▸ **TEXTAUSZUG**
——————

Massenhafter Andrang zur Eröffnung

Die Planungen dafür begannen bereits Anfang der 1970er-Jahre. Inmitten von Ackerland und aufgelassenen Ziegelteichen wollte Unternehmer Hans Dujsik im Süden von Wien eine Einkaufsstadt entstehen lassen. Vorbild war damals die Südstadt, sagt Lindner. Dort war in den 1960er-Jahren ein komplett neuer Stadtteil für etwa 5.000 Menschen entstanden. Mittendrin – wenn auch wesentlich kleiner – wurde ein erstes Einkaufszentrum errichtet.

SCS setzt neue Maßstäbe

Mit dem Beginn der 1970er Jahre öffneten schließlich die ersten Großmärkte: 1970 war zunächst das DEZ in Innsbruck an der Reihe, mit 11.000 m² Verkaufsfläche, fünf Jahre später folgte das Donauzentrum in Wien, das etwa die doppelte Verkaufsfläche bot. Mit der Eröffnung der SCS wurden in Österreich aber neue Maßstäbe gesetzt: 80.000 Quadratmeter Verkaufsfläche und 160 Geschäfte.

——————

▸ **ANGEZEIGTE DATEN**
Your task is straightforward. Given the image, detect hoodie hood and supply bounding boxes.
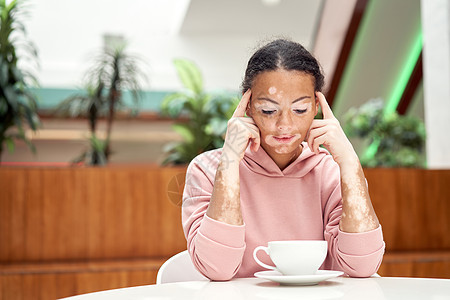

——————

▸ **DURCHZUFÜHRENDE AUFGABEN**
1. Wie groß war laut dem Textauszug die Verkaufsfläche des DEZ in Innsbruck, das 1970 eröffnet wurde?
2. Erkläre anhand des Textauszugs, weshalb die Eröffnung der SCS in Österreich neue Maßstäbe setzte.

▸ **ANTWORTEN ZUR ÜBUNG**
1. Das DEZ in Innsbruck hatte 11.000 m² Verkaufsfläche.

2. Die SCS bot 80.000 Quadratmeter Verkaufsfläche und 160 Geschäfte. Damit übertraf sie die zuvor eröffneten Großmärkte weit: Das DEZ in Innsbruck hatte 11.000 m², das Donauzentrum in Wien etwa die doppelte Verkaufsfläche.